▶ **TEKS YANG DITAMPILKAN**:
Lampu-lampu neon dan baleho melintas silih berganti. Semua orang menyingkir untuk berteduh karena hujan yang keluar dari awan yang tak sanggup menahan lagi gumpalan airnya. Lampu lalu lintas membuat bi situ berhenti sejenak. Perhentian itu membuatku melihatnya. Dengan jelas! Wanita sebaya usia belasan tahun masih berdiri menantikan belas kasihan pengemudi mobil mewah yang juga berhenti karena lampu pengatur itu. Dia tak sendiri. Seorang bocah balita tepat dipangkuannya. Menangis dan merintih kedinginan. Bocah itu tak kuasa menahan dinginya air hujan itu.

Aku berpikir dalam! Pikiran itu mengarahkan ingatan ku pada siaran berita pada hari ini. Berita yang menghiasi layar TV seharian ini. Mereka yang justru disibukkan dengan agenda sidang dan kepentingan partai. Mempermasalahkan bailout menjadi konsumsi utama yang seolah membutakan pikiran. Yang penting sidang berjalan! Semakin lama, semakin banyak tunjangan! “Ahh…parah “ kutirukan gaya ucapan seseorang yang biasa bersama ku. Ahh…Najong…sambut ku jika selalu mendengar kalimat itu.
Begitu kontras! Sedikit tidak adil! Berat sebelah! Lalu dimana keadilan dalam hidup? Apakah Tuhan salah? Mengapa keadaan seperti ini muncul? Atau jangan-jangan Dia tak tahu dan tak mau tahu?
Tidak! Dia tahu. Dia peduli. Allah berotoritas akan hal itu. Dan ada saatnya Dia mengerjakan bagian-Nya untuk sesuatu yang sedang kita lihat dan saksikan (Band Yer 12:7-17). Sekarang giliranmu! Apa yang kau lakukan?

“Neng”

“Neng”
Oleh Redywan James Purba

“Neng, maaf saya lupa kemarin, nanti saya anterin saja ke atas yah.” Tiba-tiba saja kalimat itu keluar dan aku mendengarkannya. Tapi, aku berusaha tak menoleh dan tak berespon. Karena kata itu sangat familiar bagiku. Aku berusaha melihat, tapi tak mungkin itu untuk ku. “Ahh, mungkin aku salah dengar kali yah..” pikirku dalam hati. Eh tunggu dulu, hanya aku orang yang ada di ruangan meja makan itu. Berarti kalimat itu ditujukan pada ku. Keesokan harinya dan sampai sekarang, itulah panggilan untuk ku oleh si bibi yang biasa kami panggil “teteh”. Tak hanya untuk ku, tapi untuk beberapa teman yang tinggal serumah dengan ku. Tapi tahu kah kalian bahwa semua yang tinggal di rumah adalah laki-laki. Aku berani jamin bahwa kami adalah laki-laki. Laki-laki sejati tentunya. “Hah, ya sudahlah”, gumam ku menenangkan pikiran ku yang terasa aneh.

▶ **BARIS YANG DIGUNAKAN**:
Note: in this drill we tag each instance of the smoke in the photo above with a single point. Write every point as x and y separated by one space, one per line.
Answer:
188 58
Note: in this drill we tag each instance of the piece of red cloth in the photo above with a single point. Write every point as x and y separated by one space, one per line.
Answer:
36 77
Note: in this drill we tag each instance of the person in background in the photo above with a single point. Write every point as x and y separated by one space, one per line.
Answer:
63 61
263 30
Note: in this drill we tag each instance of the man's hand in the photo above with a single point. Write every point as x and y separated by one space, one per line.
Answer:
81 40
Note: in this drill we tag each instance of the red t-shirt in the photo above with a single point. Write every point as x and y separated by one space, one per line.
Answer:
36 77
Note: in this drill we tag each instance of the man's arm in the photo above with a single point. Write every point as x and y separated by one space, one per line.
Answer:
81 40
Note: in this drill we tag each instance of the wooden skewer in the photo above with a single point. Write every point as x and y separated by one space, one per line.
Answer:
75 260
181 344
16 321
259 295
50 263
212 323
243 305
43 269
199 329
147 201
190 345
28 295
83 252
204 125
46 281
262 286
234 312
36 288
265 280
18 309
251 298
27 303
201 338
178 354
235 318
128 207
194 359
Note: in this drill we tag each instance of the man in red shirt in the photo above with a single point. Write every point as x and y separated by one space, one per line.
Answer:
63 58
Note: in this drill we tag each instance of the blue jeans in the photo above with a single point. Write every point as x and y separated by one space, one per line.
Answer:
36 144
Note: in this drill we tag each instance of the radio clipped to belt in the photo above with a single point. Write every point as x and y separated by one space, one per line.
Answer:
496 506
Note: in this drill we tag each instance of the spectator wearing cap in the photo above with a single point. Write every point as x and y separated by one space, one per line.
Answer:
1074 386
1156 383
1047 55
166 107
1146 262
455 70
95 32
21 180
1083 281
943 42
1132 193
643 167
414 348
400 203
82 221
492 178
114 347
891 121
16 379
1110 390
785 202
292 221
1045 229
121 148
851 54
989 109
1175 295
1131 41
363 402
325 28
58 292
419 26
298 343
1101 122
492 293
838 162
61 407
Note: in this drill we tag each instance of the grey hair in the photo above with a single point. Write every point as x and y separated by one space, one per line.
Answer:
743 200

▶ **KUMPULAN TUGAS**:
A. Jawablah pertanyaan berikut berdasarkan teks, dengan jawaban bertanda sama seperti pertanyaannya.
(i) Siapa yang berada tepat di pangkuan wanita yang berdiri di tengah hujan?
(ii) Dengan panggilan apa si bibi menyapa "aku" di ruangan meja makan?
(iii) Si bibi itu biasa dipanggil apa oleh orang-orang serumah?
B. Tuliskan kembali tanpa perubahan bagian dari baris yang digunakan, mulai dari baris yang memuat "Note: in this drill we tag each instance of the grey" sampai baris terakhir, dengan kedua ujungnya ikut ditulis.
Baris-baris ini sama sekali tidak berkaitan dengan teks.

▶ **JAWABAN LATIHAN**:
A.
(i) Seorang bocah balita.
(ii) "Neng".
(iii) "Teteh".

B.
Note: in this drill we tag each instance of the grey hair in the photo above with a single point. Write every point as x and y separated by one space, one per line.
Answer:
743 200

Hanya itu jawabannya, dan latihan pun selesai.